Each of the records below must be reproduced verbatim.
[[ Excerpted records, beginning ]]
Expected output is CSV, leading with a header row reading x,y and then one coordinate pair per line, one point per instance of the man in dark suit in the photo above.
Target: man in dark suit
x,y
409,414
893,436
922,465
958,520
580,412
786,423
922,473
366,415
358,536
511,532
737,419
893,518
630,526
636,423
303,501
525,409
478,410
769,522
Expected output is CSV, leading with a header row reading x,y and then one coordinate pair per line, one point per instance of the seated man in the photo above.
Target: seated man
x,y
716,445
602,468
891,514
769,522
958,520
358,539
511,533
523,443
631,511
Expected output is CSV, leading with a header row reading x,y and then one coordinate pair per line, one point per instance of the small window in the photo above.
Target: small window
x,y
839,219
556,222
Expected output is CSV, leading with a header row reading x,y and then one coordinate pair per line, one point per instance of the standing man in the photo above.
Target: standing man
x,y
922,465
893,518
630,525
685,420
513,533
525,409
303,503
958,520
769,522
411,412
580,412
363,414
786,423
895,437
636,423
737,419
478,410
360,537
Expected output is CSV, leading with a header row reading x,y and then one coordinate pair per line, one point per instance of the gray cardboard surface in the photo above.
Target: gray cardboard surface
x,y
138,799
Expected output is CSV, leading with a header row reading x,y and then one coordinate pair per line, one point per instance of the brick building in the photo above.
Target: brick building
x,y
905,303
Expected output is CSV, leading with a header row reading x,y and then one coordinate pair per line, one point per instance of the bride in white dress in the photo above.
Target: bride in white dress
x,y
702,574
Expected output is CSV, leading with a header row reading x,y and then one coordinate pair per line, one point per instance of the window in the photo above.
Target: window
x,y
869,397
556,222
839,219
[[ Excerpted records, end ]]
• _Answer space_
Expected output is CSV, leading with a header row reading x,y and then one coordinate pair per line, one point per instance of the man in dark suit in the photo above.
Target: man in dark suit
x,y
409,414
893,436
922,465
958,520
580,412
786,423
922,473
366,415
358,536
511,532
737,419
893,518
630,526
636,423
303,501
525,409
478,410
769,522
Expected output is CSV, leading with a header row reading x,y and then one coordinate pair per line, one point per instance of the seated man in the photo above.
Target: seated man
x,y
716,445
602,468
891,514
769,522
958,520
358,539
511,533
523,443
631,511
Expected output is CSV, leading with a header row reading x,y and then one coordinate pair per line, one point per instance of the small window in the photo above.
Target: small window
x,y
839,219
556,222
Expected output is CSV, leading with a header row reading x,y and then one coordinate pair per line, one point per instance of the standing man in the photo above.
Target: standing man
x,y
922,465
893,518
630,525
685,420
513,533
525,409
303,503
958,520
769,522
411,412
580,412
363,414
786,423
895,437
636,423
737,419
478,410
360,537
Expected output is CSV, leading with a header row reading x,y and then one coordinate pair per line, one point per instance of the gray cardboard surface in the photo above.
Target: gray cardboard surface
x,y
138,799
Expected output is CSV, leading with a header row reading x,y and then one coordinate pair per line, one point per instance of the brick building in the photo above.
Target: brick building
x,y
905,303
Expected output is CSV, leading with a header row reading x,y and then one coordinate pair per line, one point per instance of the bride in white dress in the photo above.
Target: bride in white dress
x,y
702,574
Expected output is CSV, leading with a header row reading x,y and then one coordinate pair per line, one point per instance of the window in the photo above.
Target: window
x,y
869,397
556,222
839,219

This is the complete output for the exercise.